◆ **Exercise tasks**
[a] In the fault-modeling text, which formations hold most of the field's gas and condensate?
[b] Write the next few sentences of the text on the fault-modeling workflow and its North Sea case study, picking up after its final sentence.

◆ **Text passage**
• • • •
The workflow is shown schematically in Figure 3 and summarized as follows:

Define input PDFs.

Simulate grid geometry; compute fault displacement and SGR.

Simulate required uncertain properties; compute SSF, fault permeability and thickness.

Compute average permeability, apply threshold, estimate connected volume.

Repeat steps 2–4 until desired number of realizations attained.

Export realizations for fluid flow simulation.

Perform sensitivity analysis using experimental design.

## Case-study

The workflow described above has been tested on a producing field located in the Brent province of the UK Northern North Sea. The reservoir comprises a horst block structure with dip closure at its southern margin, with a central fault extending the length of the structure and several smaller faults (denoted ‘north’, ‘east’ and ‘west’) which truncate against the bounding faults (Fig. 4). Juxtaposition against downthrown reservoir sands defines an apparent hydrocarbon spill point to the north. Gas and condensate are mainly accumulated in sands of the Tarbert and Balta formations, with lesser accumulations in the Etive and upper Ness formations.
• • • •
◆ **Recorded information**
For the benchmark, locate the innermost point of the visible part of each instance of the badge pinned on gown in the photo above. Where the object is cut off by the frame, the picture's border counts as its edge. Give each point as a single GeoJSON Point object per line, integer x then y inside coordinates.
• • • •
◆ **Expected responses**
[a] The Tarbert and Balta formations.

[b]
The Etive formation is interpreted as upper shoreface deposits prograding to the North. A transition from the upper Etive to Ness is characterized by tidal and shoreface deposits mixed with bay-lagoon facies (shales and coal). The Ness lithostratigraphical unit represents the deposits of a delta plain environment of floodplain shales, channels (meandering, braided and distributary) and crevasse splays. The Tarbert formation is composed of tidal and shoreface deposits overlain by transgressive Balta sands. Together, the Balta and uppermost Tarbert make up *c*. 30 m of reservoir sand, with a further 20 m in the lower Tarbert, separated by *c*. 20 m of non-reservoir shale or siltstone. A displacement of *c*. 30 m is required to completely offset the upper reservoir units. While these layers would then be partly juxtaposed against the lower Tarbert sands, the intervening shale could conceivably form a baffle or barrier to fluid flow through smearing and/or formation of low permeability clay gouge (Fig. 5).

An almost complete Balta-Tarbert succession was cored near the field crest, permitting not only sedimentological and petrophysical studies but also the identification of a number of small deformation features similar to those found within the analogue database described above. Core taken from a well drilled in an adjacent fault block also contained numerous small faults, which were additionally interpreted on borehole image logs.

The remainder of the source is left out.